-- Exercise description --
Reproduce word for word the part of the crime lab post starting at "Monday, February 4, 2013" and ending at "submit reports. Duh!)".

-- Provided passage --
*-*-*

Monday, February 4, 2013

Crime labs aren't perfect

I am shocked, SHOCKED, to find gambling in this establishment! The New York City ME's Office has found at least 50 cases in which it didn't upload DNA results to a state database. Ok, in the grand scheme of forensics lab mix-ups, this really isn't that bad. But this is supposed to be a pretty top of the line lab, with solid protocols and procedures and they still make mistakes like this. And I always have to wonder what are the mistakes we aren't hearing about.

I just want everyone to remember things like this when they hear about scientific evidence in a criminal case or in a courtroom. Scientific evidence is not infallible. It is only as good as the scientists who handle the evidence. (Which, Courts, is why we need the scientists to come and testify in court rather than just submit reports. Duh!)

Crime labs everywhere should be running these kinds of checks on themselves, auditing their work regularly. They should be open about the problems they find. All of that adds credibility and reliability. All defense attorneys have encountered those lab analysts who believe they can do no wrong. The DNA hack used by the prosecution in the Amanda Knox case famously testified that her lab has no controls for contamination, runs no tests to rule it out, etc., because they don't make mistakes so there's no need. With that attitude, I bet she wouldn't run any checks on her database, either.

Of course, what prompted the New York Medical Examiner's Office to uncover this data problem was the realization that one of their lab techs had failed to catch DNA evidence in 26 rape cases. So it's not like we can be sure this lab regularly runs quality checks on its work. Perhaps that lab is just a pipe dream for me. The reality is that no crime lab is perfect. They're all going to make mistakes. They shouldn't hide from that fact, they shouldn't stick their heads in the sand and pretend it couldn't possibly be true. The best crime labs out there don't think they're infallible.

What I would love to see is for other crime labs to take some initiative and conduct their own audits now, before they are on notice of a problem. I do like my pipe dreams.

*-*-*

-- Given records --
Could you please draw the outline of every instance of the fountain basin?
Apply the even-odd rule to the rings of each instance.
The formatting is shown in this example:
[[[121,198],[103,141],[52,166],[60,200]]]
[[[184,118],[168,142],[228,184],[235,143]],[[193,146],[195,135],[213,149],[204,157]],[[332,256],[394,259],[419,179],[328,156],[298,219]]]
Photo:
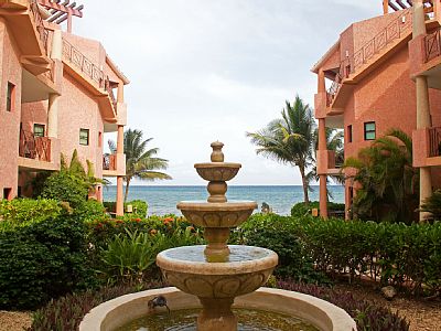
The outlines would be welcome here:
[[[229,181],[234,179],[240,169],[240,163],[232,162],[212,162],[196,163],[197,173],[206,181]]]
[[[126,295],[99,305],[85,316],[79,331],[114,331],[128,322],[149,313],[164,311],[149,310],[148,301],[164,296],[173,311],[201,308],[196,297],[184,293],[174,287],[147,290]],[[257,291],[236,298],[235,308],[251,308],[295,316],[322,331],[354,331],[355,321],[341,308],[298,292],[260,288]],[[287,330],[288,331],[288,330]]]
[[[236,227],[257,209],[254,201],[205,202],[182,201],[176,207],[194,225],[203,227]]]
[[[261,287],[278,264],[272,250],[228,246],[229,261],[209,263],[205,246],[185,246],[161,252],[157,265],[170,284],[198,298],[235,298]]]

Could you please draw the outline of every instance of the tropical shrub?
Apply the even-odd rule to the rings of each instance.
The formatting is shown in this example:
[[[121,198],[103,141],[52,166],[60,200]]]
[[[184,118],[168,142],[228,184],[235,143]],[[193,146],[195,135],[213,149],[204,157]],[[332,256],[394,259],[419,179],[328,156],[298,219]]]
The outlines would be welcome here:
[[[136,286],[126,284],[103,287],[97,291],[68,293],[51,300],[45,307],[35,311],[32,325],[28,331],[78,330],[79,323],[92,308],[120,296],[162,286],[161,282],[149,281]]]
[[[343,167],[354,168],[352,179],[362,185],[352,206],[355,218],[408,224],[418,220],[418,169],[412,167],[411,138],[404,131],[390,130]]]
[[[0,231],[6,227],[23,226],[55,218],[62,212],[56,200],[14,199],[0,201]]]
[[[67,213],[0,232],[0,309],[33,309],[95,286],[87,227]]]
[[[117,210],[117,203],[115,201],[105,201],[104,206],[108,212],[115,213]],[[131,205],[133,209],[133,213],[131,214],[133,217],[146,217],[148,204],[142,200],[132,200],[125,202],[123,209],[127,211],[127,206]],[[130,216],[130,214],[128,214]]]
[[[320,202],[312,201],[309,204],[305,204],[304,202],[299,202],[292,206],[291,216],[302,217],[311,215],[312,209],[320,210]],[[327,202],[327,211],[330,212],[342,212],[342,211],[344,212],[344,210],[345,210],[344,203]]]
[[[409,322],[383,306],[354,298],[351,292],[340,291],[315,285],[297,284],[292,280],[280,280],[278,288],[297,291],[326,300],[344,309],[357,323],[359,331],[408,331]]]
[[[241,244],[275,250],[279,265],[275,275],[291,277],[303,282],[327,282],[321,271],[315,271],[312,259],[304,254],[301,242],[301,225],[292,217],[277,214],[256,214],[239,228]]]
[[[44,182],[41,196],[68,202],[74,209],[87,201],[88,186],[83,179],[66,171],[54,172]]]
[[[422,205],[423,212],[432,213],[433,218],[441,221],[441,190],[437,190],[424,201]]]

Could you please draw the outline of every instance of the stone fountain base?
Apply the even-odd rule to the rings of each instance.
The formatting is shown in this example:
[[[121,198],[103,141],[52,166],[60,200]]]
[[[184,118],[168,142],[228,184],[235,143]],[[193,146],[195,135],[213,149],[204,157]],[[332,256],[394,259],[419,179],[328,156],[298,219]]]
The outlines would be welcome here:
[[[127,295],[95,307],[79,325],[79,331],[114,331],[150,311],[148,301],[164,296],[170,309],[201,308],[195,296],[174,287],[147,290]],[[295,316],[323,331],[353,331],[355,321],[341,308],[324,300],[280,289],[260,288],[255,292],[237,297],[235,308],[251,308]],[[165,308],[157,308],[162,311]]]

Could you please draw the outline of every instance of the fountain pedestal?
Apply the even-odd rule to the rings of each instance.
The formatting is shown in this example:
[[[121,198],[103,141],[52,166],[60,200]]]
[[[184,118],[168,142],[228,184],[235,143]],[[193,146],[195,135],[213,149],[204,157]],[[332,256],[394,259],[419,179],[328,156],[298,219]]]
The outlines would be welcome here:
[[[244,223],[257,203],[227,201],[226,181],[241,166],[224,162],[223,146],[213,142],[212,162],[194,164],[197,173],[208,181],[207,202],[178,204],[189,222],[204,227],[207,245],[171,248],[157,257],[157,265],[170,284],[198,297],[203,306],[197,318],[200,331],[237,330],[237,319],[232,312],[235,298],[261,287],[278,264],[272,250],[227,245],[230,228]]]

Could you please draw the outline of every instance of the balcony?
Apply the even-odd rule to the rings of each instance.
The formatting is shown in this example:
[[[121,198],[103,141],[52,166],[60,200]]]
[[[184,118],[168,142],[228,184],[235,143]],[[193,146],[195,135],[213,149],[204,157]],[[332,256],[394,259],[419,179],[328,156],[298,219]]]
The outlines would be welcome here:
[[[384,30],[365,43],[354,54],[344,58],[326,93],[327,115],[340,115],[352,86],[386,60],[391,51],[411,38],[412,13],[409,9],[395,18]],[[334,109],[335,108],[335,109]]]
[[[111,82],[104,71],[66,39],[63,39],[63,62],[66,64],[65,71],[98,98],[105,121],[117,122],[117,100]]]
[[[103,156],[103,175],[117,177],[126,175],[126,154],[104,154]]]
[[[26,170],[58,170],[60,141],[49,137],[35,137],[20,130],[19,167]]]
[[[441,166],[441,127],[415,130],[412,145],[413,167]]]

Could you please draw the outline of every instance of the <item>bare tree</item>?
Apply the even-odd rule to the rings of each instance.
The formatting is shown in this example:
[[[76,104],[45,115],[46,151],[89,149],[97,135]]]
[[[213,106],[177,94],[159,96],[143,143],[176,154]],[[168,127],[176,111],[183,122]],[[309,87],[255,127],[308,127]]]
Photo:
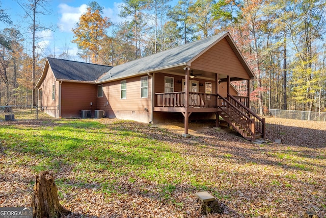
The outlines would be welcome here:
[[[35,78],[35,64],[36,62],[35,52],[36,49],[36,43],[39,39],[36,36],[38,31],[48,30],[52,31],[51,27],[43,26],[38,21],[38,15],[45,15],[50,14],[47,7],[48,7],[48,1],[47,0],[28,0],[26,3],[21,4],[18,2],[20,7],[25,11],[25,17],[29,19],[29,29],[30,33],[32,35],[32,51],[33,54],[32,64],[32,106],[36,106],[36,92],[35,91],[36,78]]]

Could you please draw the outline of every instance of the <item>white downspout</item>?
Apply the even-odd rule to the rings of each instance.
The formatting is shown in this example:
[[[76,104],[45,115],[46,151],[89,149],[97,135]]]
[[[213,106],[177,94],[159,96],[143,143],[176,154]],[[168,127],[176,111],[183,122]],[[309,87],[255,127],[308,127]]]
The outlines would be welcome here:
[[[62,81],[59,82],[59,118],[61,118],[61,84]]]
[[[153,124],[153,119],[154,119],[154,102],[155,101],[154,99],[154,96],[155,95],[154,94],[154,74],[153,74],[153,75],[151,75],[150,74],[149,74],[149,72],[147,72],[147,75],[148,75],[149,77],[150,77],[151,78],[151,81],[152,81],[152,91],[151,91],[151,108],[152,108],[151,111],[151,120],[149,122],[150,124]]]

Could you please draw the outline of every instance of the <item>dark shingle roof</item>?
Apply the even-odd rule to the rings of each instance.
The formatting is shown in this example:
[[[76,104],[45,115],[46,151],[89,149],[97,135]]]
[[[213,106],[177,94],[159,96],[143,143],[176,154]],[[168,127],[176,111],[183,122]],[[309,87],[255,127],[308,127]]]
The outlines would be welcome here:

*-*-*

-- Answer to this problem --
Monday, February 4, 2013

Crime labs aren't perfect

I am shocked, SHOCKED, to find gambling in this establishment! The New York City ME's Office has found at least 50 cases in which it didn't upload DNA results to a state database. Ok, in the grand scheme of forensics lab mix-ups, this really isn't that bad. But this is supposed to be a pretty top of the line lab, with solid protocols and procedures and they still make mistakes like this. And I always have to wonder what are the mistakes we aren't hearing about.

I just want everyone to remember things like this when they hear about scientific evidence in a criminal case or in a courtroom. Scientific evidence is not infallible. It is only as good as the scientists who handle the evidence. (Which, Courts, is why we need the scientists to come and testify in court rather than just submit reports. Duh!)